_TEXT SECTION_
■ ■ ■ ■ ■
Cellphone use cures cancer?
Let's start with this: According to the 2008-2009 Annual Report of the President's Cancer Panel, "Reducing Environmental Cancer Risk," "[a]t this time, there is no evidence to support a link between cell phone use and cancer."
Not enough? I totally cop to this linked statistical analysis being decidedly unscientific, but it does illustrate that as the number of cellphone minutes has risen between 1991 and 2008, the number of brain cancer cases has dropped by nearly half.
Which must prove cellphone radiation actually cures cancer, right? Maybe what we don't know about cellphone radiation is that cellphone radiation is actually good for you. After all, one of the primary treatments for cancer is radiation therapy, right? What if, as in Woody Allen's Sleeper, it turns out all that stuff we thought was bad for us turned out to be good for us? Maybe by using the Bodywell "chip," you're actualy blocking some cancer-stalling radiation?
Okay, I'm kidding here. I think. But my logic isn't any more faulty than the "where's there's smoke, there's fire" precautionary principal. That smoke coud turn out to be from that delicious steak grilling on the barbeque.
Maybe the EZ Technologies scientists are right – more than 30 years of cellphone use isn't enough to draw any definitive cause-and-effect conclusions about long-term harm. What scientists really need is a controlled study, a control groups they can identify – cellphone users and non-cellphone users – and study them over a really lengthy period of time.
■ ■ ■ ■ ■
_LISTED ENTRIES_
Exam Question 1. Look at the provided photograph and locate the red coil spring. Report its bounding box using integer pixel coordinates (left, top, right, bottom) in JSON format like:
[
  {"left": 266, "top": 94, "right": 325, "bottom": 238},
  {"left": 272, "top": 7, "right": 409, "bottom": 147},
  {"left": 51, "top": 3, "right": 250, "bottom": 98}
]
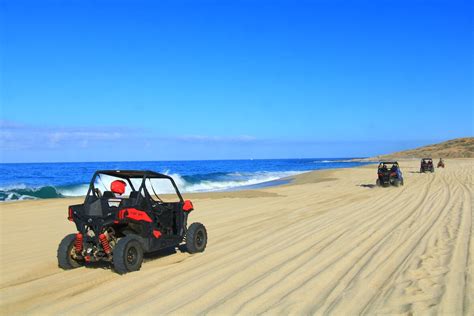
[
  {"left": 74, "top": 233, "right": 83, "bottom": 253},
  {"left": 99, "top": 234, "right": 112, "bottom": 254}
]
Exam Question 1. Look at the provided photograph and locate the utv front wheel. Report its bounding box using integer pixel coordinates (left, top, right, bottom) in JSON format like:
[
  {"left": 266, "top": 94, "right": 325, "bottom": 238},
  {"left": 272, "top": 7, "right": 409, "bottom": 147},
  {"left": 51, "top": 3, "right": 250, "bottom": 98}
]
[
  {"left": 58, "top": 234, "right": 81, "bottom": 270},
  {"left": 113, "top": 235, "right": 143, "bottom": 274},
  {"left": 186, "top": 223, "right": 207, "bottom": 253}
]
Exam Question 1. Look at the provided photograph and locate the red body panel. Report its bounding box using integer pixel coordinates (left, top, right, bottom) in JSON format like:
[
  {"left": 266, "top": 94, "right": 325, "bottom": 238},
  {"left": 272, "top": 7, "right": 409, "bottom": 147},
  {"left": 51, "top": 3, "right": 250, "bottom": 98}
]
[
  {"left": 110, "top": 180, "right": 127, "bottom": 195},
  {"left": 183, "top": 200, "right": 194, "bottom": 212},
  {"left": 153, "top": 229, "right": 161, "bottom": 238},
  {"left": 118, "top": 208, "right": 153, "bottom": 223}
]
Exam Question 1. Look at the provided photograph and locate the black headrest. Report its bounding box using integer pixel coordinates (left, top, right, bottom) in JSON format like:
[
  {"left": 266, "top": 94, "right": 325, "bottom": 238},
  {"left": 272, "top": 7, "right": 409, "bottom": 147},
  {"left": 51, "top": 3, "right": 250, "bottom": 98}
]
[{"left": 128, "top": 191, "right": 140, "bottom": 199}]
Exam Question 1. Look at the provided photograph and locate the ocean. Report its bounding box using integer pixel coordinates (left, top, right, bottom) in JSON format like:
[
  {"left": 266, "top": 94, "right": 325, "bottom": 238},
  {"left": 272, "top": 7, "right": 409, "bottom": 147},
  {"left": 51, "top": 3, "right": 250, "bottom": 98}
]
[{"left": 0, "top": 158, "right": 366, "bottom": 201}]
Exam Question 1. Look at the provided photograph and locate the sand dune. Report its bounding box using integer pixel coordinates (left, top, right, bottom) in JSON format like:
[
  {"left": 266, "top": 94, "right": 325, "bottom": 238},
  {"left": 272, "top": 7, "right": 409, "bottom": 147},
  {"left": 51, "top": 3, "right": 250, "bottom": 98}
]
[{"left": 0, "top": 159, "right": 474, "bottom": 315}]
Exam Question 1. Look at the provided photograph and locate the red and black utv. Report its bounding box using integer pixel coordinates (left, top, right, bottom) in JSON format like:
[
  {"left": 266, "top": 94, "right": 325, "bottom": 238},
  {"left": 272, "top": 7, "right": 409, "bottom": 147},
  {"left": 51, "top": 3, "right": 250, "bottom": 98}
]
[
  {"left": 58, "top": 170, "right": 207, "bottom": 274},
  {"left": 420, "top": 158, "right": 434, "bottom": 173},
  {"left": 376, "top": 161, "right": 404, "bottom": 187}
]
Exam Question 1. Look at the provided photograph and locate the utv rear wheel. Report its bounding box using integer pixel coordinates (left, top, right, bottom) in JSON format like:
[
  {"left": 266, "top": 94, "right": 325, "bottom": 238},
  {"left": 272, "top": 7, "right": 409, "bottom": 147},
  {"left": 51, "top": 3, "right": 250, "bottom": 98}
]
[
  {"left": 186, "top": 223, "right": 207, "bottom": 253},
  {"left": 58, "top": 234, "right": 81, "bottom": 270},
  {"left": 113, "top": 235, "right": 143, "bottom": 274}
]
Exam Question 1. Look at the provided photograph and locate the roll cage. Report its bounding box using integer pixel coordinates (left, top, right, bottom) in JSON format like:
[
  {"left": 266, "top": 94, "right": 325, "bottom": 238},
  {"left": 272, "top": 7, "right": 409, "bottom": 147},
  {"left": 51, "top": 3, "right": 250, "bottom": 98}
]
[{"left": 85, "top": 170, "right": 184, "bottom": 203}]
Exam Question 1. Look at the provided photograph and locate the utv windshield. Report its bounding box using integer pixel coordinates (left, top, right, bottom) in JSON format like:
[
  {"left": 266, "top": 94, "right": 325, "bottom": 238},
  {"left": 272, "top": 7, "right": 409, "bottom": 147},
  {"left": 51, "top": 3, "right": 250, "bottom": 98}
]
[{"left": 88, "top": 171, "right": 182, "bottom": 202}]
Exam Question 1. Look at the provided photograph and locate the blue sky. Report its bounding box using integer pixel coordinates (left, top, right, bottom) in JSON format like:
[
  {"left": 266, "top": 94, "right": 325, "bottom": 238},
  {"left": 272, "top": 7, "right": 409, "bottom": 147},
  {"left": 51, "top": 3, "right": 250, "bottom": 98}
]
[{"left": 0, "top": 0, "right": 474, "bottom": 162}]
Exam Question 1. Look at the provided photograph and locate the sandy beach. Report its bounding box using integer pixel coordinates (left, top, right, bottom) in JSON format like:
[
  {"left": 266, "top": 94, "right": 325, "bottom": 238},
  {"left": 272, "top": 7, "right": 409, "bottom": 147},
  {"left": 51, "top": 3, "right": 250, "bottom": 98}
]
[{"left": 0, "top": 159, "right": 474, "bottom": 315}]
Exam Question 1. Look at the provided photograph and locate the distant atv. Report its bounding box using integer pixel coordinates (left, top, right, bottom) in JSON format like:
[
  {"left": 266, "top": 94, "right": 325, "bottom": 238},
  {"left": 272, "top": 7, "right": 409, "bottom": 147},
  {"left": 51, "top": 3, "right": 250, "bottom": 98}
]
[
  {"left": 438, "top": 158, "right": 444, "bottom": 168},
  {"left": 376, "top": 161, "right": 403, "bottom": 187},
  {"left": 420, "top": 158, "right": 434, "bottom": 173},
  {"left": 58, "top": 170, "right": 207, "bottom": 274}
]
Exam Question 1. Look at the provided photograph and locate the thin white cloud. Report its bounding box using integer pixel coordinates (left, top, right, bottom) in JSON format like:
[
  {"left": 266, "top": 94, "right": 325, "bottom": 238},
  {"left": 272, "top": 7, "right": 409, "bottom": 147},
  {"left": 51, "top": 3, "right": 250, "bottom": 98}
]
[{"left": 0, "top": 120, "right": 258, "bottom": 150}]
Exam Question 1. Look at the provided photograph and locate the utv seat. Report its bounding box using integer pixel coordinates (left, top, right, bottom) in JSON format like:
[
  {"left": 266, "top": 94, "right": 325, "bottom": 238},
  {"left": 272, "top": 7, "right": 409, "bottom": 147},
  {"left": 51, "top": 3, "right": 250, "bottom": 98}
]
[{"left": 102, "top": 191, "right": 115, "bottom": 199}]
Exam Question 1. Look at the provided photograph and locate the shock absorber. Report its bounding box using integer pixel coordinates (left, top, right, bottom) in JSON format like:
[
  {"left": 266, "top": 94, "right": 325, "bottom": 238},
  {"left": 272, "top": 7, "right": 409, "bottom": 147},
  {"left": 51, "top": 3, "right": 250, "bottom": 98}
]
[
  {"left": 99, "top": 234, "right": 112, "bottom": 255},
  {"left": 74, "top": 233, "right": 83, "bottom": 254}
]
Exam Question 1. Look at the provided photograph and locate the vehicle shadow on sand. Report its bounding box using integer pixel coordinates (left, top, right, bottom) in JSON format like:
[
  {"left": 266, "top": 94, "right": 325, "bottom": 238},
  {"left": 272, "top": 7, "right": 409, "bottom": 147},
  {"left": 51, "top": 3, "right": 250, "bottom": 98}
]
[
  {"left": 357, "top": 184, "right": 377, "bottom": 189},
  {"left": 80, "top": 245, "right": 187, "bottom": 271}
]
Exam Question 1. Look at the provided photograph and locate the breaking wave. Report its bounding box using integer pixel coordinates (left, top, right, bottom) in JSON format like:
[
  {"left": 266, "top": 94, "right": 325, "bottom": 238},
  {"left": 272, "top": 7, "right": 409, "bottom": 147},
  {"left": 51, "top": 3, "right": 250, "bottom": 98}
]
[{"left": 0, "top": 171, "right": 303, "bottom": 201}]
■ ■ ■ ■ ■
_PROBLEM A_
Reproduce the passage of the cellphone-and-cancer text starting with "Which must prove" and going on through "some cancer-stalling radiation?".
_PROBLEM B_
Carry on the cellphone-and-cancer text from its last sentence.

_RESPONSE BOX A_
Which must prove cellphone radiation actually cures cancer, right? Maybe what we don't know about cellphone radiation is that cellphone radiation is actually good for you. After all, one of the primary treatments for cancer is radiation therapy, right? What if, as in Woody Allen's Sleeper, it turns out all that stuff we thought was bad for us turned out to be good for us? Maybe by using the Bodywell "chip," you're actualy blocking some cancer-stalling radiation?

_RESPONSE BOX B_
Well, how about results from an entire country of control groups?
I wrote about just such results in October 2011, when the Danish government released an update of an earlier report that found cancer rates didn't significantly vary between cellphone users and non-cellphone users monitored over 40 years.
How do the Danes know who uses a cellphone and who doesn't? Denmark assigns ID numbers to its citizens, and these numbers are used when consumers subscribe to cell service. (Read the whole "Cell Phones DON'T Cause Cancer, Say Danes.")
And here are a couple of other cellphones-cause-cancer debunking stories I've done:
"Ignore Cell Phones-Cause-Cancer Reports"
and
"Will Your Cell Phone Kill You? Do You Care?"
Better safe than sorry
Okay, cellphone radiation doesn't cause cancer. But maybe it causes other types of harm we have no evidence of.
Let's say for sake of argument that cellphone radiation cause problems other than cancer – headaches, benign tumors, infertility – that we just haven't discovered yet. And kids' brains are softer and under-developed so may be especially susceptible to cellphone radiation dangers no one has yet identified.
So isn't better to be safe than sorry?
Which brings us back to the logic behind the Bodywell "chip."
EZ Technologies' researchers presented test results from the San Diego-based RF Exposure Labs showing that simply sticking the paper-thin Bodywell "chip" to the rear of a smartphone reduced the radiation's specific absorption rate (SAR) by 68.5 percent from an iPhone 5 and by 80.3 percent from a Samsung Galaxy S III.
How?
Shhhh! It's a patent-pending secret.
According to Dr. Nachaat Mazeh, a research associate at Michigan's Beaumont Health System who presented one of the papers at the symposium, the Bodywell "chip" is:
"just an aluminum card that goes through quantum processes that we cannot describe at this moment. The easiest explanation we can provide is that it resonate[s] at frequencies that affects the dielectric properties of the medium in the near field reducing the energy absorption rate. This energy is dissipated by the radio frequency electromagnetic wave fields in the simulated brain tissue."
Got that? I don't. But at least we know the Bodywell "chip" is not a microprocessor chip, which is what its name implies and why I've been putting the word "chip" in quotes.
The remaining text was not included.